Security vs. Convenience in Anyvite - sanj

I just saw this in an Anyvite message:<p>"Note: Please do not forward this email. Doing so will give other people access to your Anyvite account."<p>In looking at the URLs embedded in the email, it was clear that they have some hashes glued in there to allow the user to bypass the login.<p>I'm not trying to bust on Anyvite; I've considered a similar scheme myself.<p>But I ended up deciding that it was a bad idea.  Other opinions?
======
drm237
The message is a bit vague, but we chose that wording because it conveys the
point more succinctly than a complete explanation.

If someone forwards an email to a friend, that friend will be able to RSVP and
comment on behalf of the forwarding user, but they won't be able to
create/edit/cancel the event. All of the admin controls still require the
admin to login.

We chose this as a matter of convenience since most people will refuse to RSVP
anyway and if we required them to fill out a registration form first, we
wouldn't be any better than evite. As noodle mentioned, if someone can RSVP on
your behalf for a single event, it probably isn't the end of the world. It's
completely depending on the security requirements of your app.

——————

Given problem A — From the thread on security versus convenience in Anyvite, reproduce the part that opens with the words containing "I just saw this" and closes with "admin to login.".
Given problem B — Resume the thread on security versus convenience in Anyvite from the point at which it stops.

Dataset excerpts on object pointing:
——————

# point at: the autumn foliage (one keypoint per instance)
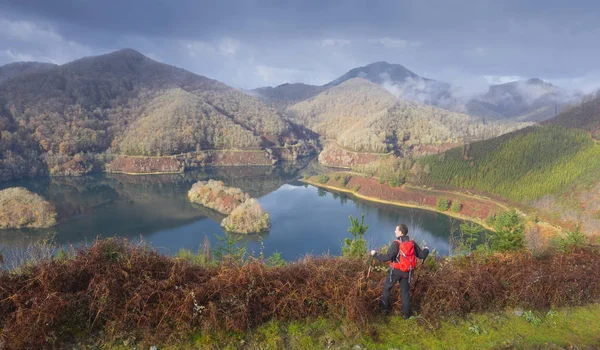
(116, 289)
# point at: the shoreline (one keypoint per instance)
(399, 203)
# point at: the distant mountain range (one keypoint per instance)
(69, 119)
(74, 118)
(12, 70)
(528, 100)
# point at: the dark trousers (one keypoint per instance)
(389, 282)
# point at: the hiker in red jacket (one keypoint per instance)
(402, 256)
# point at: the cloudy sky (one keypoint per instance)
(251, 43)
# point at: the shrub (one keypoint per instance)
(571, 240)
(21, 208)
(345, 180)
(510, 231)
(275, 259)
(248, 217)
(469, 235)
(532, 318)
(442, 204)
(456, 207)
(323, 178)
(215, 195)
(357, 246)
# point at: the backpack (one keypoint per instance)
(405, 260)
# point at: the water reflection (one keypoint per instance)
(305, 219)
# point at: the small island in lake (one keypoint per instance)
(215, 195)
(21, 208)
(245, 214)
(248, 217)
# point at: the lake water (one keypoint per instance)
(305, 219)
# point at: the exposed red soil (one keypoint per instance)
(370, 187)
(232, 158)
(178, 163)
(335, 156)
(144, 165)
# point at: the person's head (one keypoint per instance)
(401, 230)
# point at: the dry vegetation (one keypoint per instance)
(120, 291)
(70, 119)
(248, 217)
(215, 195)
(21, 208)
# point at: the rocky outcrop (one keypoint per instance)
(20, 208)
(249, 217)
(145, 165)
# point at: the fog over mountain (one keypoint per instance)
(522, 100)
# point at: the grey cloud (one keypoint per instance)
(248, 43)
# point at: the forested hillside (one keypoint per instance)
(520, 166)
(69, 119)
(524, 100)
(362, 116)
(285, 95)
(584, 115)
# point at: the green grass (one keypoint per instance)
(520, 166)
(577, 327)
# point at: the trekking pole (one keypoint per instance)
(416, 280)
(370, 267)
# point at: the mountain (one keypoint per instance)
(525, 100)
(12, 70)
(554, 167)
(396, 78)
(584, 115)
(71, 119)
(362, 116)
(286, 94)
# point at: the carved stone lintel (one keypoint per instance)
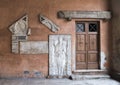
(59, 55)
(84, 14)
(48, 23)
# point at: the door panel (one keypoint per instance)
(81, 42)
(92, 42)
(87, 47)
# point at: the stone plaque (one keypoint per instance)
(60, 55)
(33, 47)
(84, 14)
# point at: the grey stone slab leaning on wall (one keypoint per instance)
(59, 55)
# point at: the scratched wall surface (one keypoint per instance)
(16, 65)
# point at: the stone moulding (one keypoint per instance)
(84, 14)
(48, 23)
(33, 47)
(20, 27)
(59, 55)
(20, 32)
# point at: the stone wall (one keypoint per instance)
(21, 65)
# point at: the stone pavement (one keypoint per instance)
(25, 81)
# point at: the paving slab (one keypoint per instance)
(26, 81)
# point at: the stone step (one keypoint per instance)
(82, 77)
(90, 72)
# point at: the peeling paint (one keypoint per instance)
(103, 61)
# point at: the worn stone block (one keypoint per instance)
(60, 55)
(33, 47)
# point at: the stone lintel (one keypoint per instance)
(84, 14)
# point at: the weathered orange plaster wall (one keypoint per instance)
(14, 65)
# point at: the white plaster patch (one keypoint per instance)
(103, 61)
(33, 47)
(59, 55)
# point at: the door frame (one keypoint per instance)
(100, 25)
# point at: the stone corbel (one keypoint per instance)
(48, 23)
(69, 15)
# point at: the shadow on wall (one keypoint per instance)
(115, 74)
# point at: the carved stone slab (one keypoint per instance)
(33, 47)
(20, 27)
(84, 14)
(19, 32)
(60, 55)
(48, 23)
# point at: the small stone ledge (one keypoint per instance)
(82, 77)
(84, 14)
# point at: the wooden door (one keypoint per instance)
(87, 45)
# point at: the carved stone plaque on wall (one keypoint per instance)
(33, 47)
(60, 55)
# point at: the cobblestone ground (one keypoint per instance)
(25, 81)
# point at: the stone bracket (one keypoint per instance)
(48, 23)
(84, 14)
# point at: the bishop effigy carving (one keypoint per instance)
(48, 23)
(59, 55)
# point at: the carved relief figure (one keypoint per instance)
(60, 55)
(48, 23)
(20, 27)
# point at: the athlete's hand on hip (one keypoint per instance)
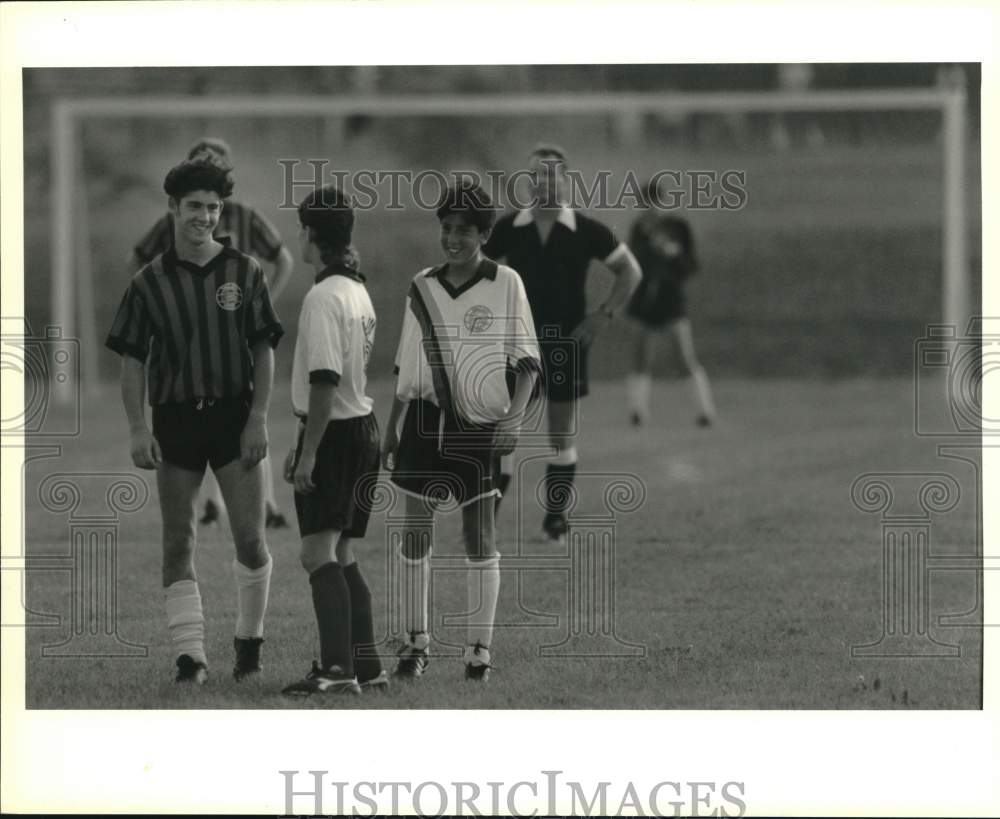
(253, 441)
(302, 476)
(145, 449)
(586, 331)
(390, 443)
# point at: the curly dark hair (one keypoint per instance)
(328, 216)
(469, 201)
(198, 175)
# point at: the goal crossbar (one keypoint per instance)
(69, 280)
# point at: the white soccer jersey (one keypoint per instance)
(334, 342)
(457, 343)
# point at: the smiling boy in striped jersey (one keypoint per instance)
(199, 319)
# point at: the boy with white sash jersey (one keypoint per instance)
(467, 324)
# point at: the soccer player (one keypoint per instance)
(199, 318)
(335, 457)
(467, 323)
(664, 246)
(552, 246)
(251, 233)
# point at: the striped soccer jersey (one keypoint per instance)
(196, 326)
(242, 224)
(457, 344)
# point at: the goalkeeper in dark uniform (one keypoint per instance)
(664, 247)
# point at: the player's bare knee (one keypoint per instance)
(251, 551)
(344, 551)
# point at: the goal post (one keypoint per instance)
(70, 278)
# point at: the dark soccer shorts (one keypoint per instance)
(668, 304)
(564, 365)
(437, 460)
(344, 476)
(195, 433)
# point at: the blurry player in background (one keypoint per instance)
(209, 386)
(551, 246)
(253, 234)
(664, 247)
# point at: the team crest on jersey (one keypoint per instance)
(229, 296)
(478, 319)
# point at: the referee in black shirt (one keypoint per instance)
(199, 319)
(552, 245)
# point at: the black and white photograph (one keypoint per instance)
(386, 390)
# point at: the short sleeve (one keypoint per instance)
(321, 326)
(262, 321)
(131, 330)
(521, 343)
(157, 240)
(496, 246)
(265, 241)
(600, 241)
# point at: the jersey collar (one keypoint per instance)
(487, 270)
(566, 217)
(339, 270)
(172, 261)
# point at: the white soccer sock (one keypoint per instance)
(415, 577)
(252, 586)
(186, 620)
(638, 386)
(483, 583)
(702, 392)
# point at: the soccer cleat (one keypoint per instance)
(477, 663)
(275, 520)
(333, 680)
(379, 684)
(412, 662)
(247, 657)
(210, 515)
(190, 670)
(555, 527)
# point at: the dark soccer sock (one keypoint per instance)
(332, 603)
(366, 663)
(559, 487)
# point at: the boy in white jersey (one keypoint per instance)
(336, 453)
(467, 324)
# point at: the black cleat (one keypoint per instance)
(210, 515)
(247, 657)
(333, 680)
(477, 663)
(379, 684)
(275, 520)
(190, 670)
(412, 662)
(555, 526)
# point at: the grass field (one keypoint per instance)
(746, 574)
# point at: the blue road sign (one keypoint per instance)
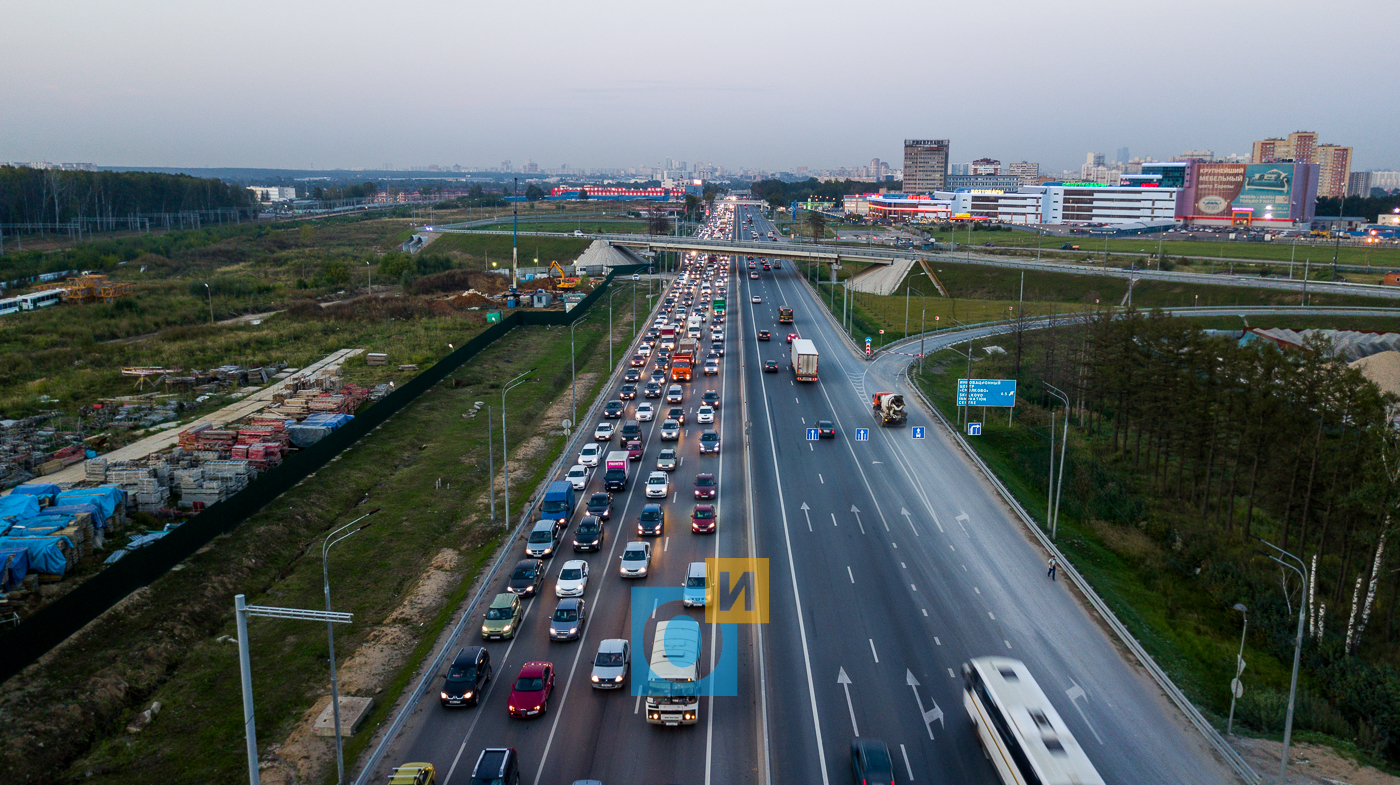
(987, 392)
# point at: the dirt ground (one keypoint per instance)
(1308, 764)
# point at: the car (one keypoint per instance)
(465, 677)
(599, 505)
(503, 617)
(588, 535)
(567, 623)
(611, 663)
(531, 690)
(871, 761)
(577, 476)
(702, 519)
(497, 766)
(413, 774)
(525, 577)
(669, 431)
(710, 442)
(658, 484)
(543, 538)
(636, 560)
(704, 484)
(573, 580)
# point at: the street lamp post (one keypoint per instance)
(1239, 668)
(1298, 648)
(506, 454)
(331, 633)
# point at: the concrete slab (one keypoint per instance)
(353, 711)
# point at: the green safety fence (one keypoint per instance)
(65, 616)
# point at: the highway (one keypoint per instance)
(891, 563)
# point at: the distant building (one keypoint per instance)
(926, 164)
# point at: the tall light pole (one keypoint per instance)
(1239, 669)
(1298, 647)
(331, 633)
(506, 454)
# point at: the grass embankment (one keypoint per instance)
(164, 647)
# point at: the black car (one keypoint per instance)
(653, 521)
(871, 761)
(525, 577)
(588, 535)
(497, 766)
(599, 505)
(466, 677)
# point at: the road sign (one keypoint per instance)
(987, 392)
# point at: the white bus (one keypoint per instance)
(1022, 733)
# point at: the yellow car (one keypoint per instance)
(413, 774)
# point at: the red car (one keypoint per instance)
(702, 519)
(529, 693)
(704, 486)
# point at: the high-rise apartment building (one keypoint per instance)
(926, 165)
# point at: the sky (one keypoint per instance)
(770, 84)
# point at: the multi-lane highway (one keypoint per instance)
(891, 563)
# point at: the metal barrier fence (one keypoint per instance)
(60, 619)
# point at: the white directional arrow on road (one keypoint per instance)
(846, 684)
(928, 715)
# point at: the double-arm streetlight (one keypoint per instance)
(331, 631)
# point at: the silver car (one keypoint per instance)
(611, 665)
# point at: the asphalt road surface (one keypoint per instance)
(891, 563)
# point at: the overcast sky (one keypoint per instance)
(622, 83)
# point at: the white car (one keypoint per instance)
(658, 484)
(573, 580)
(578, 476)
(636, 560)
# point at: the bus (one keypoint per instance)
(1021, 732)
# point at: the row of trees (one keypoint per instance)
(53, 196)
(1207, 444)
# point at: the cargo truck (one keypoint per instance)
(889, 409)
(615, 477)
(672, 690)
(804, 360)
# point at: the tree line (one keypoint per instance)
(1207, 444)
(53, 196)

——————

Exercise output A —
I just saw this in an Anyvite message:<p>"Note: Please do not forward this email. Doing so will give other people access to your Anyvite account."<p>In looking at the URLs embedded in the email, it was clear that they have some hashes glued in there to allow the user to bypass the login.<p>I'm not trying to bust on Anyvite; I've considered a similar scheme myself.<p>But I ended up deciding that it was a bad idea.  Other opinions?
======
drm237
The message is a bit vague, but we chose that wording because it conveys the
point more succinctly than a complete explanation.

If someone forwards an email to a friend, that friend will be able to RSVP and
comment on behalf of the forwarding user, but they won't be able to
create/edit/cancel the event. All of the admin controls still require the
admin to login.

Exercise output B —
------
jadence
Evite does the same thing. My friends and I frequently forward our invitations
around to each other with the note "If you're interested bump up my RSVP count
or add yourself with the 'invite more people' link on the right.

I think it's fine in this case for the added convenience of not having to
register/login. It's an invitation system not banking.

------
noodle
depends on the nature of the app. while probably a 'bad thing', i don't think
that someone maliciously gaining control of your anyvite account will ruin
you, so a convenience like this might be acceptable in the eyes of the
engineers.